▶ _Aim of the exercise_
Without leaving out a single line, copy the records exactly.

Exercise materials below:

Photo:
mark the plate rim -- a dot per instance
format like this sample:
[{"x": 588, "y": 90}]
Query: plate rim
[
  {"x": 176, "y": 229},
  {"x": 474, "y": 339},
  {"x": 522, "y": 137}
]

End of Exercise materials.

▶ _Reply_
Photo:
mark the plate rim -- a dot per instance
format like this sample:
[{"x": 588, "y": 90}]
Query: plate rim
[
  {"x": 176, "y": 229},
  {"x": 474, "y": 339},
  {"x": 522, "y": 137}
]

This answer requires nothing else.